Segment Start: STUDY MATERIAL
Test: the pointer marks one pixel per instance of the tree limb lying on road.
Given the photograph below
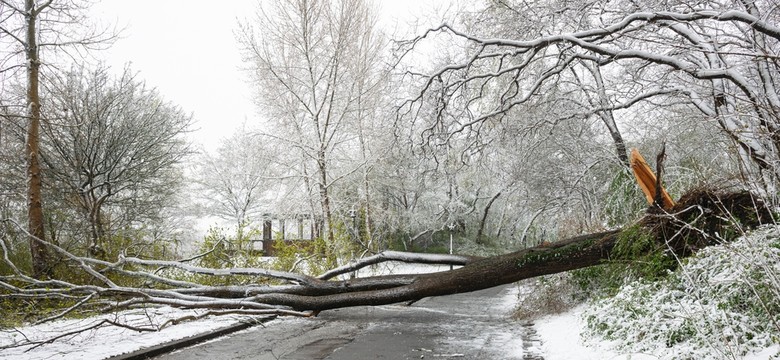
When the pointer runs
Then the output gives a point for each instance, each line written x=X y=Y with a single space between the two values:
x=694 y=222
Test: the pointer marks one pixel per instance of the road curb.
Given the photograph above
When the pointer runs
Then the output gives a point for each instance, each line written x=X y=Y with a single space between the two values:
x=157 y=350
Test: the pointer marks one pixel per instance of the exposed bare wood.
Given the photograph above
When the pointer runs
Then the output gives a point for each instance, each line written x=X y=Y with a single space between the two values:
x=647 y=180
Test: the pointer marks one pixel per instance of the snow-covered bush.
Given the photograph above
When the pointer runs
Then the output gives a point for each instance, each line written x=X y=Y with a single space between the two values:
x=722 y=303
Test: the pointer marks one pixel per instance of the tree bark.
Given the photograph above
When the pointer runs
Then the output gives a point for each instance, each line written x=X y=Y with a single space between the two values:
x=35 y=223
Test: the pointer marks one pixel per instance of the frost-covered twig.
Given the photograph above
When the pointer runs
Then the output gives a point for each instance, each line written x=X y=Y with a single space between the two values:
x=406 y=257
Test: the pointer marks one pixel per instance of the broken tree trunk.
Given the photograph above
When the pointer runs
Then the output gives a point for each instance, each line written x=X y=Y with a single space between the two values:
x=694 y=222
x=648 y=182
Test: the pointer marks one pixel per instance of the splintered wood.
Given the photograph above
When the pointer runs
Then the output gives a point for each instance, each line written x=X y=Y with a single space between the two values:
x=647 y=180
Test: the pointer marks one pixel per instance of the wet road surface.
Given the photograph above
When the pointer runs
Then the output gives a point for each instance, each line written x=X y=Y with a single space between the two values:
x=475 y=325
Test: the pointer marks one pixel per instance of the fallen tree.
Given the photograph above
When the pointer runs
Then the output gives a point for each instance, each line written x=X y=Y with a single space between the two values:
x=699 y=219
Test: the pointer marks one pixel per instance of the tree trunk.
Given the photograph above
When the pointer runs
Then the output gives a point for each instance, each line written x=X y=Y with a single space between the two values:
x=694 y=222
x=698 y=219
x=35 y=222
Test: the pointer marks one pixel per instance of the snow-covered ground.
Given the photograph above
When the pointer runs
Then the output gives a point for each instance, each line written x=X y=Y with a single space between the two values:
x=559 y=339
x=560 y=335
Segment End: STUDY MATERIAL
Segment Start: STUDY MATERIAL
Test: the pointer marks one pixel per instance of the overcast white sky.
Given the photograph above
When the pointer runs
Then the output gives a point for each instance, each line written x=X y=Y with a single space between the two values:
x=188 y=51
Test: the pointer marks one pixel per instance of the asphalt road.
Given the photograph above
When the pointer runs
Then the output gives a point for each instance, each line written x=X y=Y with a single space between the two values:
Segment End: STUDY MATERIAL
→ TASK GOAL
Scan the listing above, and wherever a line holds the string "snow", copy that line.

→ WRITTEN SOLUTION
Test: the pointer marks one pixel per instance of the snow-covered bush.
Test: the pointer marks one pixel per instance of the snow-covered ground.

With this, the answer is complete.